La revista ya había tenido que renunciar a la periodicidad semanal, por dificultades financieras derivadas de la vacilante acogida de la publicación y el consiguiente mantenimiento irregular de las suscripciones, para convertirse en quincenal a partir de julio de 1882. Se lamentaba entonces Milego no sólo del «poco aprecio y la poca estima» que la población toledana manifestaba hacia toda iniciativa periodística, sino del desinterés hacia empresas «de utilidad tan notoria y de tanto alcance» como los Montes de Piedad y Cajas de Ahorro. Advertía con amargura que mientras «aquí fue siempre ilusorio todo proyecto e inútil toda tentativa» de crear instituciones «de lucha y de debate científico» como los Ateneos o de alentar, en su defecto, conferencias culturales, como las heridas de muerte por los «conflictos, choques y desavenencias» provocados por «enemigos encubiertos», proliferaban «cofradías y hermandades» dedicadas a abrir «las puertas del cielo», ya que no las del progreso.
Los acontecimientos posteriores parecieron darle la razón. Así, el mismo Pablo Vera, en noviembre de 1890, poco antes de que El nuevo Ateneo echase el cierre tras más de diez años desde su aparición, se preguntaba desilusionado si la ciudad, a pesar de disponer de «tantos elementos para conseguir» un futuro próspero, siempre desaprovechados, habría de vivir «atenida a las contingencias del favor extraño». A su vez, Federico Latorre fundaba en abril de 1889, junto con José María Ovejero, orillando sus sueños de progreso, una nueva revista quincenal, Toledo , dedicada sencillamente a «dar a conocer […] las bellezas y monumentos» de la enfáticamente apodada «Roma española», que se mantuvo hasta enero del año siguiente. Un reconocimiento efectivo a su labor solo le llegaría poco antes de morir, al ser promovido a un sillón de la Academia de Bellas Artes y Ciencias Históricas en 1923.

• **EXTRACTOS DE DATOS**
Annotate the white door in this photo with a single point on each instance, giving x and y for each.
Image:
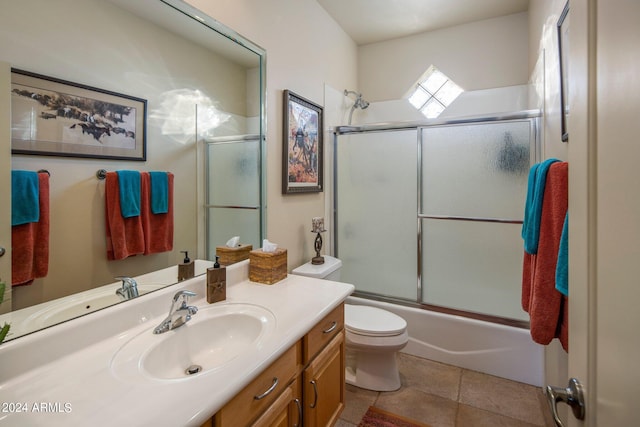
(5, 183)
(604, 209)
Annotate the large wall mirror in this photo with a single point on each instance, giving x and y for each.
(204, 85)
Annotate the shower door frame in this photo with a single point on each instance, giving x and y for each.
(531, 116)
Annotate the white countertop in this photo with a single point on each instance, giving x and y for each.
(62, 375)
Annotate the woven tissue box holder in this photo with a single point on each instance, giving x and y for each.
(267, 267)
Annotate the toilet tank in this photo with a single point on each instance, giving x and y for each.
(330, 270)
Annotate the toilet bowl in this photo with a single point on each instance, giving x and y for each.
(373, 336)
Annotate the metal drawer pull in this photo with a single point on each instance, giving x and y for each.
(572, 396)
(266, 393)
(333, 326)
(299, 405)
(315, 392)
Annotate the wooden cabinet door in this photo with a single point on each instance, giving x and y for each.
(324, 385)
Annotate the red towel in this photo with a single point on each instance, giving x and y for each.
(547, 308)
(125, 236)
(30, 242)
(158, 228)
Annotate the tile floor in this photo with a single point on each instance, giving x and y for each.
(447, 396)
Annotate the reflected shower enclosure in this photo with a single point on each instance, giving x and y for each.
(431, 214)
(234, 191)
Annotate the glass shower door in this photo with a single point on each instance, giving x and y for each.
(473, 187)
(376, 205)
(233, 191)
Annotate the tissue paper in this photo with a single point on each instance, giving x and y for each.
(268, 246)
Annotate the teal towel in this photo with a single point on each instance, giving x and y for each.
(562, 266)
(533, 205)
(129, 186)
(25, 197)
(159, 192)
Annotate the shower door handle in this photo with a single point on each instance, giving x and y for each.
(572, 396)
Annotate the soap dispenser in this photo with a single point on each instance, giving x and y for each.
(216, 283)
(186, 269)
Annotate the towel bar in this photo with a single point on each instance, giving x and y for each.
(465, 218)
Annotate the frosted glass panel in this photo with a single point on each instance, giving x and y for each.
(226, 223)
(234, 173)
(376, 233)
(473, 266)
(476, 170)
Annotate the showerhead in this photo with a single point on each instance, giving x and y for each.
(359, 102)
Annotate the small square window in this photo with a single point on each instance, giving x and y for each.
(419, 97)
(434, 81)
(434, 93)
(448, 93)
(432, 108)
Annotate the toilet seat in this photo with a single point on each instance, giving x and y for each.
(372, 321)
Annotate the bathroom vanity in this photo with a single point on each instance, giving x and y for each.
(268, 355)
(305, 386)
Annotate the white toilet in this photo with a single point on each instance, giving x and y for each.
(373, 336)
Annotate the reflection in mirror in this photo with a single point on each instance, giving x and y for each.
(203, 84)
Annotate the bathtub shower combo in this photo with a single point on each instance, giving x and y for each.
(427, 224)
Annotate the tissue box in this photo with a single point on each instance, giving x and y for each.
(230, 256)
(267, 267)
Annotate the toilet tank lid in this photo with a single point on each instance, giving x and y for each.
(318, 271)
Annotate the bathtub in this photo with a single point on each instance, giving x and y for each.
(494, 349)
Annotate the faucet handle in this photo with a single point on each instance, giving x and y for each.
(184, 294)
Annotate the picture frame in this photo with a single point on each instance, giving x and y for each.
(303, 149)
(54, 117)
(563, 65)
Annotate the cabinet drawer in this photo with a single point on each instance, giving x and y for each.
(247, 405)
(322, 333)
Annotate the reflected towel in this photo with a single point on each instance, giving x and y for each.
(129, 187)
(545, 305)
(533, 205)
(159, 192)
(30, 241)
(562, 268)
(25, 202)
(158, 228)
(125, 236)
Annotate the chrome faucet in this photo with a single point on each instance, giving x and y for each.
(179, 316)
(129, 289)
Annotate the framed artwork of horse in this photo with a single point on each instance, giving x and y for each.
(54, 117)
(302, 165)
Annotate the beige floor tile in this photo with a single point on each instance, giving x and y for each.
(468, 416)
(415, 404)
(343, 423)
(357, 401)
(430, 377)
(501, 396)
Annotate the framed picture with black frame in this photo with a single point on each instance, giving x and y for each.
(54, 117)
(302, 154)
(563, 53)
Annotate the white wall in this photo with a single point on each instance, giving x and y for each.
(481, 55)
(543, 61)
(306, 49)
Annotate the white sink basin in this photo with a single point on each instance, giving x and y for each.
(215, 336)
(82, 303)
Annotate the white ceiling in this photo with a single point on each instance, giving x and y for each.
(370, 21)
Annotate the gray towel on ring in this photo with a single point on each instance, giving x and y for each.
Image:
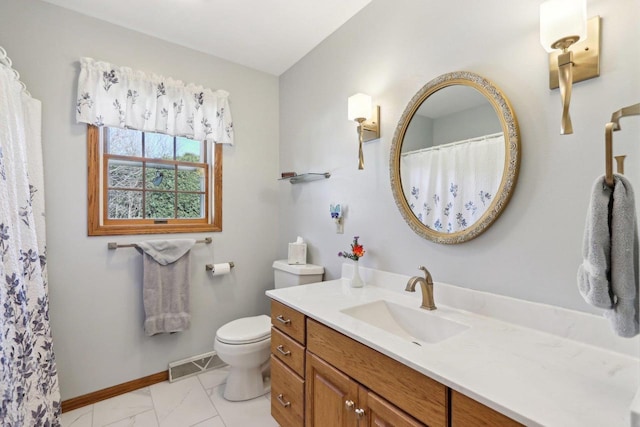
(608, 276)
(165, 285)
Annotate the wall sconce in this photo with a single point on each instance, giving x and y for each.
(360, 109)
(574, 48)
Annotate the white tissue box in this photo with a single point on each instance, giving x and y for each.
(297, 253)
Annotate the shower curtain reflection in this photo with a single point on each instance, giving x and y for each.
(449, 187)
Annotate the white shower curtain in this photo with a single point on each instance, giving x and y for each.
(29, 392)
(450, 186)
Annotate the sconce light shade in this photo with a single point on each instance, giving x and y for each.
(359, 107)
(561, 19)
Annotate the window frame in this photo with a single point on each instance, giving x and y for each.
(98, 225)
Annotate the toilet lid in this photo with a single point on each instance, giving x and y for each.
(245, 330)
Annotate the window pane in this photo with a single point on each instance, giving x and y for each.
(190, 178)
(190, 205)
(124, 174)
(158, 146)
(160, 177)
(188, 150)
(125, 204)
(159, 205)
(124, 142)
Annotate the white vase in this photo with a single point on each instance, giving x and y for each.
(356, 280)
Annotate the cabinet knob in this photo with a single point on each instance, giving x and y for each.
(280, 398)
(282, 320)
(282, 351)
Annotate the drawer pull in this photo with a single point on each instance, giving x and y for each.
(283, 320)
(282, 402)
(282, 351)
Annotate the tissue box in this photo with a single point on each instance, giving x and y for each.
(297, 253)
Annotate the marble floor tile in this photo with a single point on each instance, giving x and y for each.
(254, 413)
(121, 407)
(214, 378)
(190, 402)
(182, 403)
(211, 422)
(145, 419)
(81, 417)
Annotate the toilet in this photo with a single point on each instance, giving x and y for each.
(245, 344)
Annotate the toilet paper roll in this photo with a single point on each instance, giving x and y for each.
(221, 269)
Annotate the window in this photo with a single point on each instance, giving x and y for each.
(143, 182)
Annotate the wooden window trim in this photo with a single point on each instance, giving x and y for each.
(96, 227)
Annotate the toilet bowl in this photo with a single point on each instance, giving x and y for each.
(245, 344)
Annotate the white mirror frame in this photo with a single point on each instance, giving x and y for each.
(511, 169)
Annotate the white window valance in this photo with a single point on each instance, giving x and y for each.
(110, 95)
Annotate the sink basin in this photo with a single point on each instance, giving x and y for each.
(414, 324)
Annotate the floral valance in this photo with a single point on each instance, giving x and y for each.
(109, 95)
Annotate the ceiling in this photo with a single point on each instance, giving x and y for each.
(268, 35)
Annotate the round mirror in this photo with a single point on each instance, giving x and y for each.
(455, 157)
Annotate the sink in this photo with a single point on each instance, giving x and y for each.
(413, 324)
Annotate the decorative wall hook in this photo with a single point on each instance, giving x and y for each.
(337, 213)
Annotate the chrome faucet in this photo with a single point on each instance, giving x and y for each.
(426, 284)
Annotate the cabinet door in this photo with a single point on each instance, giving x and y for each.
(328, 394)
(381, 413)
(287, 395)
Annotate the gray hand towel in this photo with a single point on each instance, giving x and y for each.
(165, 288)
(608, 276)
(593, 273)
(624, 261)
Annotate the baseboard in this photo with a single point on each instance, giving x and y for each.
(116, 390)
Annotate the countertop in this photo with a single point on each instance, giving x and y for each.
(532, 376)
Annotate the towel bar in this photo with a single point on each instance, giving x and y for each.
(114, 245)
(209, 267)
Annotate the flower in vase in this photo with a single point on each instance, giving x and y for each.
(357, 250)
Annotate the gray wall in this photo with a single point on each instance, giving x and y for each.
(96, 309)
(390, 50)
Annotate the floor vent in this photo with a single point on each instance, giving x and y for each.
(194, 365)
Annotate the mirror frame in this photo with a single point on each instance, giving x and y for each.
(511, 169)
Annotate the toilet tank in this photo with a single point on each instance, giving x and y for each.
(286, 275)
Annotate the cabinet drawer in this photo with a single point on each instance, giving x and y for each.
(466, 411)
(287, 395)
(287, 351)
(288, 320)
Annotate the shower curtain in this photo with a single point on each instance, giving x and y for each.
(449, 187)
(29, 393)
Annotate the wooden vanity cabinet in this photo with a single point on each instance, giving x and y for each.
(316, 373)
(288, 337)
(334, 399)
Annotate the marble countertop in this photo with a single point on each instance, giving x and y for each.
(532, 376)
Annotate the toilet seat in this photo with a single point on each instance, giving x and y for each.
(246, 330)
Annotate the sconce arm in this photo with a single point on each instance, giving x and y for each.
(565, 79)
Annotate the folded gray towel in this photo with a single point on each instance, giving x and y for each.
(165, 285)
(593, 273)
(608, 276)
(624, 261)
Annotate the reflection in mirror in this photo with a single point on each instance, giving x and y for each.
(455, 158)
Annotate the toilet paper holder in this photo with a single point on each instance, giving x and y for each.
(210, 267)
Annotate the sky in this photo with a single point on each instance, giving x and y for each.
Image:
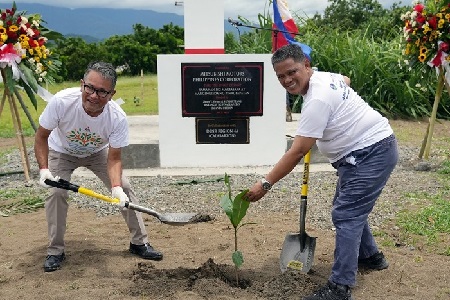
(233, 8)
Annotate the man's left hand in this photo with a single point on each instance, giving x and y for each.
(117, 192)
(255, 193)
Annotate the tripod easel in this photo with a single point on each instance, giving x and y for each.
(7, 94)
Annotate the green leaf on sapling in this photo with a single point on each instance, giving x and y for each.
(227, 206)
(240, 207)
(238, 258)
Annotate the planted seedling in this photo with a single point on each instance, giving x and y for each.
(235, 208)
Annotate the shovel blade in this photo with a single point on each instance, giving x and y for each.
(177, 219)
(294, 257)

• **CONSIGNA A**
Por favor, resume en forma de lista el párrafo del texto sobre la prensa toledana que empieza con «La revista ya había tenido» y conserva sus datos principales.
• **CONSIGNA B**
Reproduce la parte del texto sobre la prensa toledana que abre con las palabras que contienen "Los acontecimientos posteriores" y cierra con "Históricas en 1923.", sustituyendo "apodada" por "llamada".
• **CONSIGNA C**
Enumera todos los nombres de personas que aparecen en el texto sobre la prensa toledana.

• **RESPUESTA FINAL A**
- La revista pasó de semanal a quincenal a partir de julio de 1882 por dificultades financieras, debidas a la vacilante acogida de la publicación y al mantenimiento irregular de las suscripciones.
- Milego lamentaba el «poco aprecio y la poca estima» de la población toledana hacia toda iniciativa periodística y su desinterés por los Montes de Piedad y Cajas de Ahorro.
- Advertía que siempre fracasaban los intentos de crear Ateneos o de alentar conferencias culturales, heridas de muerte por los conflictos que provocaban «enemigos encubiertos».
- Mientras tanto, proliferaban «cofradías y hermandades» dedicadas a abrir «las puertas del cielo», y no las del progreso.

• **RESPUESTA FINAL B**
Los acontecimientos posteriores parecieron darle la razón. Así, el mismo Pablo Vera, en noviembre de 1890, poco antes de que El nuevo Ateneo echase el cierre tras más de diez años desde su aparición, se preguntaba desilusionado si la ciudad, a pesar de disponer de «tantos elementos para conseguir» un futuro próspero, siempre desaprovechados, habría de vivir «atenida a las contingencias del favor extraño». A su vez, Federico Latorre fundaba en abril de 1889, junto con José María Ovejero, orillando sus sueños de progreso, una nueva revista quincenal, Toledo , dedicada sencillamente a «dar a conocer […] las bellezas y monumentos» de la enfáticamente llamada «Roma española», que se mantuvo hasta enero del año siguiente. Un reconocimiento efectivo a su labor solo le llegaría poco antes de morir, al ser promovido a un sillón de la Academia de Bellas Artes y Ciencias Históricas en 1923.

• **RESPUESTA FINAL C**
- Milego
- Pablo Vera
- Federico Latorre
- José María Ovejero